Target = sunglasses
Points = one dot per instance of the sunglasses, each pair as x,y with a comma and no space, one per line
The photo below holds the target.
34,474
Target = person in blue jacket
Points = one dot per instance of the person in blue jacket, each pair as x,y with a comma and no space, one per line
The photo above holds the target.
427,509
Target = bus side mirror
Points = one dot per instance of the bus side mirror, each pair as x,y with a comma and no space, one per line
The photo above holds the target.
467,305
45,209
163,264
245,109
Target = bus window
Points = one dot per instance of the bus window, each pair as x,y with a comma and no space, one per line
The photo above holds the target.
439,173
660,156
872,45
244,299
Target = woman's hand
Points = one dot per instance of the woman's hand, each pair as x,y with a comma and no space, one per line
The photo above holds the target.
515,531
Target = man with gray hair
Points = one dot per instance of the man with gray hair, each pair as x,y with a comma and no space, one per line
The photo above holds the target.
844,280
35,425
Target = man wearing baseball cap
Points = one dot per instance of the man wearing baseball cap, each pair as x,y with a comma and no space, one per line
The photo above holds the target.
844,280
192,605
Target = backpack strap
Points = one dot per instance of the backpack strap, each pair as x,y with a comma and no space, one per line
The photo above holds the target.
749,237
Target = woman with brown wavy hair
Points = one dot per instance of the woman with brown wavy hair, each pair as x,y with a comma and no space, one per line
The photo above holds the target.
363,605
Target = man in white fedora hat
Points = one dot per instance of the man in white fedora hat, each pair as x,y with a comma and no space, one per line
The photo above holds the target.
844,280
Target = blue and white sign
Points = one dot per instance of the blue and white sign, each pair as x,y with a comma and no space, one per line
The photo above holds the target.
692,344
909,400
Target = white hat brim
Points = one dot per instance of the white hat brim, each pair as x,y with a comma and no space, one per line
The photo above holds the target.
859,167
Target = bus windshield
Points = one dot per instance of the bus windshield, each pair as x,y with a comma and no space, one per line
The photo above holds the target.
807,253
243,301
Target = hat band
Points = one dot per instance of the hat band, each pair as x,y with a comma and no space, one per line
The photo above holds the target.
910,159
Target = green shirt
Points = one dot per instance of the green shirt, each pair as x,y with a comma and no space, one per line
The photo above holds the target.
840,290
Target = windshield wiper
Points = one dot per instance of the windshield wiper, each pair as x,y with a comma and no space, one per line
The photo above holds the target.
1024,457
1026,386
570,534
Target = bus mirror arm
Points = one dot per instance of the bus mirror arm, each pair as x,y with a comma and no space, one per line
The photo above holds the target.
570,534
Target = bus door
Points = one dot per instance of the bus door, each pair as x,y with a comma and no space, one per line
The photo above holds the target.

───

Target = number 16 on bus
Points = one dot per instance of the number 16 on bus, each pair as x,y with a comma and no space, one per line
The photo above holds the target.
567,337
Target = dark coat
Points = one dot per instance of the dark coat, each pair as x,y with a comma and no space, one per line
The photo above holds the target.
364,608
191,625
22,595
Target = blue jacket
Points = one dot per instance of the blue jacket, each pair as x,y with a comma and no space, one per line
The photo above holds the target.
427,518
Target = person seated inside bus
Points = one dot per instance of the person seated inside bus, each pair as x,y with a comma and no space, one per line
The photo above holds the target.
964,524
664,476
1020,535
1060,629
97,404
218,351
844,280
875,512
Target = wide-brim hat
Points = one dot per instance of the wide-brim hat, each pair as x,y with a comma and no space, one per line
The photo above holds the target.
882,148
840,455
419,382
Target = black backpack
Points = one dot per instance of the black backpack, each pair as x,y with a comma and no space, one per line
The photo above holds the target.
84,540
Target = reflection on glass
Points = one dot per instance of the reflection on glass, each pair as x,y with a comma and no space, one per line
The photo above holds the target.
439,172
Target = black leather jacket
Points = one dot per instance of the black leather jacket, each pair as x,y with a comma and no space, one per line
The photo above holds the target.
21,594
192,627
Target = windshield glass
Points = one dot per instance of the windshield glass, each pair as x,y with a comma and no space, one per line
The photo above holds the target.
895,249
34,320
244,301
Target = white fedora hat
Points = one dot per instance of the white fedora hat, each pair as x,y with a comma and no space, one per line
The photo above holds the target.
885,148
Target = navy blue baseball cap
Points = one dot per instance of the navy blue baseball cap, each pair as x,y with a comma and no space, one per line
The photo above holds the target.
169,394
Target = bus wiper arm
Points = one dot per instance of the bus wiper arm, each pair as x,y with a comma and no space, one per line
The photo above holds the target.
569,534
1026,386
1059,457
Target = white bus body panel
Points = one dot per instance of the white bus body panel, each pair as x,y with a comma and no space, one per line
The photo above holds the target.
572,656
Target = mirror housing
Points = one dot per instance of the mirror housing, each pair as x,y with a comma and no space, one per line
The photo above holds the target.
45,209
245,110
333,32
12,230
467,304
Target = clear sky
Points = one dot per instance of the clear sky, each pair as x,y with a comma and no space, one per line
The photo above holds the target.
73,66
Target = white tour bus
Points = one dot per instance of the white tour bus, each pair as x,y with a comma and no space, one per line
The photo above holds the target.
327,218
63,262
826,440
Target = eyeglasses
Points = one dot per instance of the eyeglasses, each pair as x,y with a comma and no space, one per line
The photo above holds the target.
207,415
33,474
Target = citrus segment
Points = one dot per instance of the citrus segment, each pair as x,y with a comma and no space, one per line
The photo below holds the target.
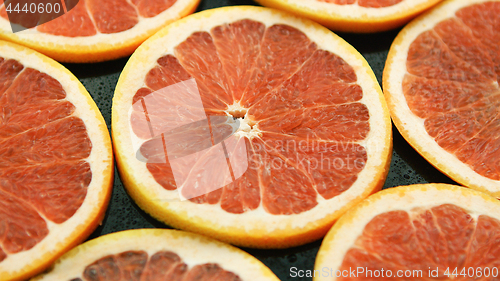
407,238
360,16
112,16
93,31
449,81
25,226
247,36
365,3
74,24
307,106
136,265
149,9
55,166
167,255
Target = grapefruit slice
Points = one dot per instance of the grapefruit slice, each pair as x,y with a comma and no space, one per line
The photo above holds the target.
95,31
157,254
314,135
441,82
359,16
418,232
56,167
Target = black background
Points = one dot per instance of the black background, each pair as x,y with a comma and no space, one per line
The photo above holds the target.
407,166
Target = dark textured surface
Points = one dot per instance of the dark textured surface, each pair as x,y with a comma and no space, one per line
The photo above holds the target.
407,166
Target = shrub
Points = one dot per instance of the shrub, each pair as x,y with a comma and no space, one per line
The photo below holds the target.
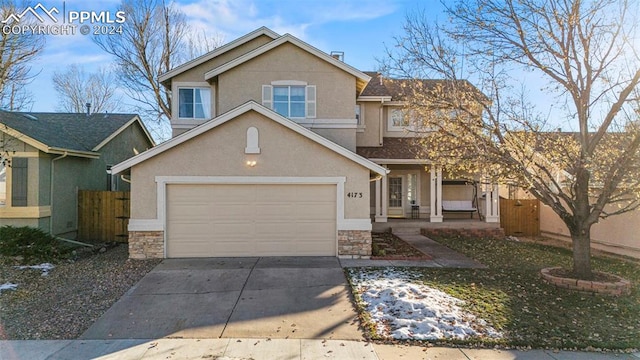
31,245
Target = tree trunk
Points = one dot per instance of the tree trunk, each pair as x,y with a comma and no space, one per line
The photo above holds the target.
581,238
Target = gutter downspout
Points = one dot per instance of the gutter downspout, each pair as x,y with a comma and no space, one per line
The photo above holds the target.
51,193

───

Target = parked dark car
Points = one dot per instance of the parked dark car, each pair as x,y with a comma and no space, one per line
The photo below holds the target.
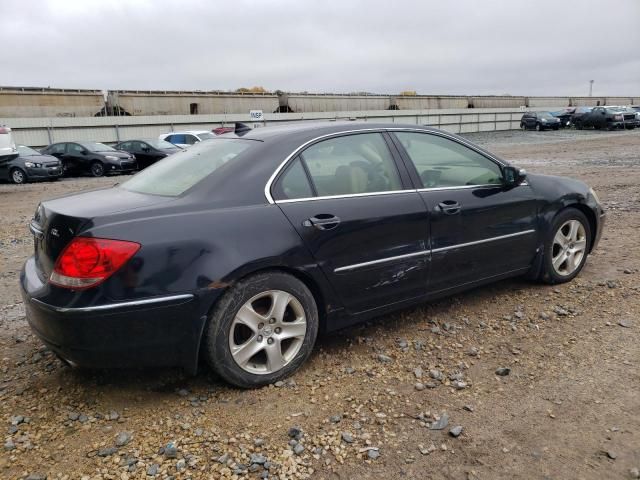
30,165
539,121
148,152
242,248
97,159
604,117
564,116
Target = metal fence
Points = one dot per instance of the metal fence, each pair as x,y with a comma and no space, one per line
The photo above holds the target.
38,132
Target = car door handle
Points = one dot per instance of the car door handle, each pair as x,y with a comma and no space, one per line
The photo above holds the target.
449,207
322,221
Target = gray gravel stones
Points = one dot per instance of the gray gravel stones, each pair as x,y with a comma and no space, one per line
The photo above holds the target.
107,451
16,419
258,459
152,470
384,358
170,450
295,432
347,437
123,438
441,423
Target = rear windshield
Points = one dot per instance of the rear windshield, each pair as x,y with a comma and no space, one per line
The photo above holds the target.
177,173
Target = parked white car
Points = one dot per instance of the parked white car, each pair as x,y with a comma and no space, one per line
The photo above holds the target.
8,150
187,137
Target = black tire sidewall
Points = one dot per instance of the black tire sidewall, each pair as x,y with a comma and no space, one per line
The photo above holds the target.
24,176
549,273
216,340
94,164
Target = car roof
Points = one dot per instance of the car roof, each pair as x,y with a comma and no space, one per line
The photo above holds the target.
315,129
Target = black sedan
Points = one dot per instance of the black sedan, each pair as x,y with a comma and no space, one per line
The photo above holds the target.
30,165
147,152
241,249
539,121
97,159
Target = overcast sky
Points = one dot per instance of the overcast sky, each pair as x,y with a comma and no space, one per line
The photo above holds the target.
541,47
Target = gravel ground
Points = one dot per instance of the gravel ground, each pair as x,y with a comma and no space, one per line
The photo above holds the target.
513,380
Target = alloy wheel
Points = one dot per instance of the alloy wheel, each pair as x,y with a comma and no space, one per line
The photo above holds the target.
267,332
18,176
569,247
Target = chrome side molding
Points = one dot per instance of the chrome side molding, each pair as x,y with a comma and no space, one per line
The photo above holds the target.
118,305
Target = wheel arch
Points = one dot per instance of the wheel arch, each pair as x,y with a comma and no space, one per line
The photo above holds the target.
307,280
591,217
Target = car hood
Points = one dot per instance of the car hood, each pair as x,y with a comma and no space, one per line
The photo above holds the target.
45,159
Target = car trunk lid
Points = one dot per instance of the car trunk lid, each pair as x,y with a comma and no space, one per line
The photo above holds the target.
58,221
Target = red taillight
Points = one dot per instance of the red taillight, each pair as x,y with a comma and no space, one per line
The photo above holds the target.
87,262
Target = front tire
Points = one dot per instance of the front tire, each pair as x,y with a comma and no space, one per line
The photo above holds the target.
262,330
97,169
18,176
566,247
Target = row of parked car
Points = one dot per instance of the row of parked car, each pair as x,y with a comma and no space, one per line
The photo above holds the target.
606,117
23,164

───

# SET TASK
Please return each line from the three blocks above that contains the word "sign".

# WORKED SOLUTION
Target = blue and white sign
Points = one dot per instance of the blue and white sign, each pair as x,y with a comma and no space, one per line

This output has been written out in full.